**Assigned task**
All of the data should be restated exactly as it stands.

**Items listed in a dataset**
^^^^^^^^^^^^^^^^
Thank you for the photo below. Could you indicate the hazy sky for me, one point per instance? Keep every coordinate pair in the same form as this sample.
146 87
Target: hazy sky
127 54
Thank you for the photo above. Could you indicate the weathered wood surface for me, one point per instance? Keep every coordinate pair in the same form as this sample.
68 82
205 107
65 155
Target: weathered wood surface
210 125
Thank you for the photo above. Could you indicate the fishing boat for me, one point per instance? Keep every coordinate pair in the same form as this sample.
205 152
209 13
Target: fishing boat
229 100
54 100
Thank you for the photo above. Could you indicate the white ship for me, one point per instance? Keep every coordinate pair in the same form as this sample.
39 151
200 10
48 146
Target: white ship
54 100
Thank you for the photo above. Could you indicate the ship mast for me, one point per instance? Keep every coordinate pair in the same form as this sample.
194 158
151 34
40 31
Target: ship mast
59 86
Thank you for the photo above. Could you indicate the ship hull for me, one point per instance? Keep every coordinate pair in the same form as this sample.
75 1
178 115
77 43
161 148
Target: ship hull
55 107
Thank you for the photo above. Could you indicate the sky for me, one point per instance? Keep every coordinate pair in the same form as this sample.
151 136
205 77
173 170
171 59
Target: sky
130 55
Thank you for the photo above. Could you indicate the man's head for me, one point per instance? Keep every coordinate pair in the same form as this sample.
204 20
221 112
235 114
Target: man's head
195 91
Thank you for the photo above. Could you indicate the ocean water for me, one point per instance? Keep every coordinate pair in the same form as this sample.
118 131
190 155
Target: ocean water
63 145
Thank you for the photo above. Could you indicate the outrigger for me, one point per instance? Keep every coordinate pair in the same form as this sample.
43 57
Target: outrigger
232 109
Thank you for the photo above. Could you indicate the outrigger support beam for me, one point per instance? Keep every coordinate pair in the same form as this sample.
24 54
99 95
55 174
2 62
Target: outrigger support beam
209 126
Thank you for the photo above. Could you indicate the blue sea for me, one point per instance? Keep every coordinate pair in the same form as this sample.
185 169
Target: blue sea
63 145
^^^^^^^^^^^^^^^^
**Answer to this problem**
Thank you for the photo below. Could you indicate the hazy sky for me, one point per instance? Keep every coordinate pair in the same form as this sample.
146 87
Target: hazy sky
127 54
Thank you for the photo above. Could you indicate the weathered wood surface for me, one point per instance? Keep every coordinate pair in the same form as this sample.
68 82
205 107
65 155
Target: weathered wood surface
210 125
Thank you for the photo above. Could you indicate the fishing boat for me, one point per instance? Keep every coordinate pair in the same form as this sample.
205 152
209 13
Target: fishing boat
229 100
54 100
Thank you for the photo above. Could you indicate the white ship for me, one point per instance? Keep every coordinate pair in the same form as this sample.
39 151
200 10
48 146
Target: white ship
54 100
Thank you for the photo above. Could you indicate the ship mast for me, one point per instance? Keep every coordinate pair in the same form as this sample.
194 158
151 34
40 31
Target: ship mast
59 86
Thank you for the photo above. Could you indicate the ship hull for me, one point per instance? Keep every coordinate pair in the same form as this sample.
75 1
178 115
77 43
161 148
Target: ship hull
55 107
Thank you for the photo above. Could you indicate the sky for me, one point per instance? Keep every coordinate pair in the same form as this sample.
151 136
205 77
173 170
171 59
Target: sky
130 55
Thank you for the photo above. Could you indicate the man's head for me, one point per instance? Keep every coordinate pair in the same form as this sample.
204 20
221 112
235 114
Target: man's head
195 91
Thank you for the photo above. Could you indicate the ocean water for me, one point per instance? Keep every coordinate pair in the same form as this sample.
118 131
190 155
Target: ocean water
63 145
Thank you for the photo above. Could you indicate the outrigger for me, one point per instance? Keep every coordinate pair in the same form as this sample.
43 57
Target: outrigger
232 109
Thank you for the photo above. Could you indicate the outrigger support beam for me, one point per instance? Keep every coordinate pair in the same form as this sample.
24 54
99 95
55 174
2 62
Target: outrigger support beam
209 126
Thank you for the photo above. Could you indicate the blue sea for me, one point per instance? Keep every coordinate pair in the same form as this sample.
185 169
Target: blue sea
63 145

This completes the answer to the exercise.